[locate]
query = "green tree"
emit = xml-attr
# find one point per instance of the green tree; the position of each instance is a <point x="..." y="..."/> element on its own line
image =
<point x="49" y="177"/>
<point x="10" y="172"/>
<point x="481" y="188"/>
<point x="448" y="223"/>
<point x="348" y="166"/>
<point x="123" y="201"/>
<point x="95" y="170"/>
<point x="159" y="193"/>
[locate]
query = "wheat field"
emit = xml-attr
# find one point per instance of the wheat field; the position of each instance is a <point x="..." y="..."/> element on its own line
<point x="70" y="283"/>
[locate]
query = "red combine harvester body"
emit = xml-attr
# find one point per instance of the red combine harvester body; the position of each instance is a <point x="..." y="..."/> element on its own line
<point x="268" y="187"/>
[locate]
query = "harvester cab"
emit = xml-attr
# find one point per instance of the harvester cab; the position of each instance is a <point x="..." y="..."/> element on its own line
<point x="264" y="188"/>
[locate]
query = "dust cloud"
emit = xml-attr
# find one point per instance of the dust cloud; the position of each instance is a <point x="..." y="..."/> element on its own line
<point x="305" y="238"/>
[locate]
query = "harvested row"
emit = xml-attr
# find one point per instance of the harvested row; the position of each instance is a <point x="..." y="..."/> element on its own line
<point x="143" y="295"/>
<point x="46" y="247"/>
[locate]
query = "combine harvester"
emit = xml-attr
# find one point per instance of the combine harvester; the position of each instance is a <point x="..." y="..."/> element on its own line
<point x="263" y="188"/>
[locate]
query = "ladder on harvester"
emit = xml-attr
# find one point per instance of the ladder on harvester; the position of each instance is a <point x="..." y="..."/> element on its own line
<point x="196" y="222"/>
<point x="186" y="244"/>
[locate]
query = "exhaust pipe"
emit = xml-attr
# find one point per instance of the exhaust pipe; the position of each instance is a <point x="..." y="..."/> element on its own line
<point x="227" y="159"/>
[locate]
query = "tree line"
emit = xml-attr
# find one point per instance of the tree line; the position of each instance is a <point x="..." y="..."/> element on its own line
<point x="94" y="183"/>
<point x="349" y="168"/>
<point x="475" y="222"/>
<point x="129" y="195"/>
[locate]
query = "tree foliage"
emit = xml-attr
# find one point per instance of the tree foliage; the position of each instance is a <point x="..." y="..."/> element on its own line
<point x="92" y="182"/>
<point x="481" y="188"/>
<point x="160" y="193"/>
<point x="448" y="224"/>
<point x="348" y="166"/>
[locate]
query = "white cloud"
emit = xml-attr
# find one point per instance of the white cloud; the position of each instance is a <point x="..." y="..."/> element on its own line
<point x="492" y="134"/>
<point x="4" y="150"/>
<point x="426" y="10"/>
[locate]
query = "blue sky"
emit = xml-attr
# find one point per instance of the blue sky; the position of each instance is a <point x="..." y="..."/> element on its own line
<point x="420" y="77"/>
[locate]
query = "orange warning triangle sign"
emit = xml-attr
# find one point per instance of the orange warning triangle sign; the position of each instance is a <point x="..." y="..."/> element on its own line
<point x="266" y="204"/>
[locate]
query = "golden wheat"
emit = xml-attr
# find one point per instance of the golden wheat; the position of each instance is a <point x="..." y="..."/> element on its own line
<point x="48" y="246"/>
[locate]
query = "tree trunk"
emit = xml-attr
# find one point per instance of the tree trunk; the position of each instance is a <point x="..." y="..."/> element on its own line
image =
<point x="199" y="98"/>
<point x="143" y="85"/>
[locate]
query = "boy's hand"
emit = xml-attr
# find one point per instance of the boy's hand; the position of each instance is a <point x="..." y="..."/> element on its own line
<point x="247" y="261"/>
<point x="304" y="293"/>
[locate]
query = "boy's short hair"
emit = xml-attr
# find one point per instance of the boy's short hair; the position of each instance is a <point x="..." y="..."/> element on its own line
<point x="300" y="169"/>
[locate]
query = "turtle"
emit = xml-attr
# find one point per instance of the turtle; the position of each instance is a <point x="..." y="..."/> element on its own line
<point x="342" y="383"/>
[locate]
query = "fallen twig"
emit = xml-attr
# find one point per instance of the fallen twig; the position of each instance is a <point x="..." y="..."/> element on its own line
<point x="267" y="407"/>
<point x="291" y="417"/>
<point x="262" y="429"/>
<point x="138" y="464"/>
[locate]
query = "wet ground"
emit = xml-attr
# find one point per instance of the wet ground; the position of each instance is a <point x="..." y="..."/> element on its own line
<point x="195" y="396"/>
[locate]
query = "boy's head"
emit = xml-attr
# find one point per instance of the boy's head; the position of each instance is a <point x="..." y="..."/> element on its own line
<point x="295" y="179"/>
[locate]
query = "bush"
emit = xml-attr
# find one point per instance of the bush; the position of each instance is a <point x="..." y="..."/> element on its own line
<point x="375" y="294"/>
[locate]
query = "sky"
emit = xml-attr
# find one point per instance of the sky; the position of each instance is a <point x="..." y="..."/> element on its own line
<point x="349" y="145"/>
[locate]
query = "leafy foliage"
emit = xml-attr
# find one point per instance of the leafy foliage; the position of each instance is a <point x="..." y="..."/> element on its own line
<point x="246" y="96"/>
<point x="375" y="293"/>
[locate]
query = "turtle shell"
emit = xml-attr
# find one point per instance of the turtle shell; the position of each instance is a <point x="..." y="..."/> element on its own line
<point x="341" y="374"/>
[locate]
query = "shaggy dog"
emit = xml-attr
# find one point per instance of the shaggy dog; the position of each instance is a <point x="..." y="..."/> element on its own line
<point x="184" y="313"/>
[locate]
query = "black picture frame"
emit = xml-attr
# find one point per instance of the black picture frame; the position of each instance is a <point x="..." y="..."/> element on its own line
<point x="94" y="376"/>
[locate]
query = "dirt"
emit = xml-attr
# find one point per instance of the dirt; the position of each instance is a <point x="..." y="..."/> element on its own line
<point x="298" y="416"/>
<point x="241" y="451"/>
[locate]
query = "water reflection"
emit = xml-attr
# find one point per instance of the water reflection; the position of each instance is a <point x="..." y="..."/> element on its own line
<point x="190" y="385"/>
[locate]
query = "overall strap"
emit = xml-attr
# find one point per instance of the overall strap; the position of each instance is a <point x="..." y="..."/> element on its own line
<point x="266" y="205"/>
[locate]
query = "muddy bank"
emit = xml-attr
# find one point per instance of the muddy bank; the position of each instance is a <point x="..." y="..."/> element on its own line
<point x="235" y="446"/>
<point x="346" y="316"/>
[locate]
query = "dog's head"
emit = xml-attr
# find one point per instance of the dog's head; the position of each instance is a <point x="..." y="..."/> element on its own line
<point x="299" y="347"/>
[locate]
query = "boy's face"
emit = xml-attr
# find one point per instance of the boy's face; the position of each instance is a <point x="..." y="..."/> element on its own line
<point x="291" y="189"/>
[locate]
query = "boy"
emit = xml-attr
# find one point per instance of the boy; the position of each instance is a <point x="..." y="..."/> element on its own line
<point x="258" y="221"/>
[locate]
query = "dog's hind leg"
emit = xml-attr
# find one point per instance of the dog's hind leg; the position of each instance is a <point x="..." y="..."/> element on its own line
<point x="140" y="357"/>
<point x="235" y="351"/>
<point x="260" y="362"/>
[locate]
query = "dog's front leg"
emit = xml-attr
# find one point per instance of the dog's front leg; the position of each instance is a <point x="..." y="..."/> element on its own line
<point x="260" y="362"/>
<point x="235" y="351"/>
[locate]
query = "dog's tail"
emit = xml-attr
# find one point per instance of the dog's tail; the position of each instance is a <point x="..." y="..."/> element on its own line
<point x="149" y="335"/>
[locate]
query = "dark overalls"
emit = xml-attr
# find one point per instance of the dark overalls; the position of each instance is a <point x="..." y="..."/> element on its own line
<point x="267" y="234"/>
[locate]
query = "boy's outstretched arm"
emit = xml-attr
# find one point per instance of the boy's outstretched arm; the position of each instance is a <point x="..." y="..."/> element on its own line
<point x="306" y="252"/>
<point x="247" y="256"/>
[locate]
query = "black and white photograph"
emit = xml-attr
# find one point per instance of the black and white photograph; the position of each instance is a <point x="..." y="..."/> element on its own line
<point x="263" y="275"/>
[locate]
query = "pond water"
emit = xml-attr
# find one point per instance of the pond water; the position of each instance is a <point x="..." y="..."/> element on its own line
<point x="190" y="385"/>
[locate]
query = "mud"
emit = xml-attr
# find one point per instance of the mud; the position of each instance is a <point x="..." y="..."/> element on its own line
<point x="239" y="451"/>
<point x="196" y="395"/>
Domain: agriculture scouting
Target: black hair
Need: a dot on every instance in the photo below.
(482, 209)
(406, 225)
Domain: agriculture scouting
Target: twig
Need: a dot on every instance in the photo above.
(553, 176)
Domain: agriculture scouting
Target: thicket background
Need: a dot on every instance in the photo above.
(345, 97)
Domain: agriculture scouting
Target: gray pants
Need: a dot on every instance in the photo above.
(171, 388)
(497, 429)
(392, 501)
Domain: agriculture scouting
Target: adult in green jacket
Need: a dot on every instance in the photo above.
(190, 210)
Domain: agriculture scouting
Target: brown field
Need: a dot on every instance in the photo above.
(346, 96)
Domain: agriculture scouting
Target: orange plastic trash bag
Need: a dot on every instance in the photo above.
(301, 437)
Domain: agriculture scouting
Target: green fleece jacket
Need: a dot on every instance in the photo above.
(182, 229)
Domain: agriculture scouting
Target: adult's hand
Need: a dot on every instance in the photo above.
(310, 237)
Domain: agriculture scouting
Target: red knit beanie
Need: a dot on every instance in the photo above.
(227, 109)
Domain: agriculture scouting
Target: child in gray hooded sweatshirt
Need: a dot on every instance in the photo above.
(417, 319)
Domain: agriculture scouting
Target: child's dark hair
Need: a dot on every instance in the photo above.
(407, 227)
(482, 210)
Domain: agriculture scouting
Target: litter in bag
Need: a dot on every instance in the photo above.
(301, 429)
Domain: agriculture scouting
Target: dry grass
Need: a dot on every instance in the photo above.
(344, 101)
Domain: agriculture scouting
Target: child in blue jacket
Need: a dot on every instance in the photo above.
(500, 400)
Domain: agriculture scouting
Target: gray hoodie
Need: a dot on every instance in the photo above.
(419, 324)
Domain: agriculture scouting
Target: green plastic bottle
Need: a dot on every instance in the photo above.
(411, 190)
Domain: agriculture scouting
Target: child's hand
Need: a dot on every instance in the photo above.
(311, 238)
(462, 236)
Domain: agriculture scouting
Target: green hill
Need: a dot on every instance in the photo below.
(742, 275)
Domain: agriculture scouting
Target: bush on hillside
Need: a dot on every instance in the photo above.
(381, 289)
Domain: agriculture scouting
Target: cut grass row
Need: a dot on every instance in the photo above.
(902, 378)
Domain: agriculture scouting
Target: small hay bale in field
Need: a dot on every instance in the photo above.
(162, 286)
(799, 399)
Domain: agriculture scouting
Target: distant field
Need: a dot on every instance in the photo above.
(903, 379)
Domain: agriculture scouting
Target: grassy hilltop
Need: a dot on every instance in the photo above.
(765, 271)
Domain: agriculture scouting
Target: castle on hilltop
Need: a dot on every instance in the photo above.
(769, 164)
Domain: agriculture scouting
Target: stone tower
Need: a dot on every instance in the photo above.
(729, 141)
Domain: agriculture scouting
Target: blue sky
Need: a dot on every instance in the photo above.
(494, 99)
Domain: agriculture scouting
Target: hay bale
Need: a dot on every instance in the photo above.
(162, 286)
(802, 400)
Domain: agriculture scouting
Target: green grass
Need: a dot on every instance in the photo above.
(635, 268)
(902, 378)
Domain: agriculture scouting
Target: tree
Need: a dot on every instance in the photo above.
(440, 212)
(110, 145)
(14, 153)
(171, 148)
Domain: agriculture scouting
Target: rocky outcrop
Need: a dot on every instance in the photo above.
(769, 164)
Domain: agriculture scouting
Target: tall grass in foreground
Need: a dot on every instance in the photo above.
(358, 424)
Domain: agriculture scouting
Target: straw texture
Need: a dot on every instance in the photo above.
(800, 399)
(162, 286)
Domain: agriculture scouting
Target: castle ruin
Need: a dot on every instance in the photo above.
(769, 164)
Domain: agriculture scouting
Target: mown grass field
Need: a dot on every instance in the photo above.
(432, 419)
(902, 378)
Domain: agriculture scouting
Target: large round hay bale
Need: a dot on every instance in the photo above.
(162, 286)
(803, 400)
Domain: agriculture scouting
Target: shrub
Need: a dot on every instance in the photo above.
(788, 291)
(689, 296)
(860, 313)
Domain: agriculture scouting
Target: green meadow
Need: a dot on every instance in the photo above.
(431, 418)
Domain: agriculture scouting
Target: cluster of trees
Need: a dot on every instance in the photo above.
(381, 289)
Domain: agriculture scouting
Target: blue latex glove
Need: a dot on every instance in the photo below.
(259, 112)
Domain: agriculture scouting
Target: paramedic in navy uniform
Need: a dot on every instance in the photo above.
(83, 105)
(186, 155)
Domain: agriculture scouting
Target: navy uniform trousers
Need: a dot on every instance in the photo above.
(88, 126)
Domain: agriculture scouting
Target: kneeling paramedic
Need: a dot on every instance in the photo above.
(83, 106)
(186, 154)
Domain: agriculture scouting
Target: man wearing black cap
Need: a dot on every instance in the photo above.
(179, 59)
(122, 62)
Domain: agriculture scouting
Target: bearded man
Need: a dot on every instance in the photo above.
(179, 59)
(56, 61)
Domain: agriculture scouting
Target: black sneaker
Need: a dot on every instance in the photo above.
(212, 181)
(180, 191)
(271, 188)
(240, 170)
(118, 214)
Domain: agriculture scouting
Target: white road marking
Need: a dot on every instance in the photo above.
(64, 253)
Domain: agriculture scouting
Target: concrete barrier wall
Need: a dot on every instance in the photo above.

---*---

**Aim**
Find every line in the entries above that contains the word "child" and copy each of those lines. Capitalization matters when matching.

**Task response**
Target: child in gray hooded sweatshirt
Target: child's dark hair
Target: child in blue jacket
Target: child's hand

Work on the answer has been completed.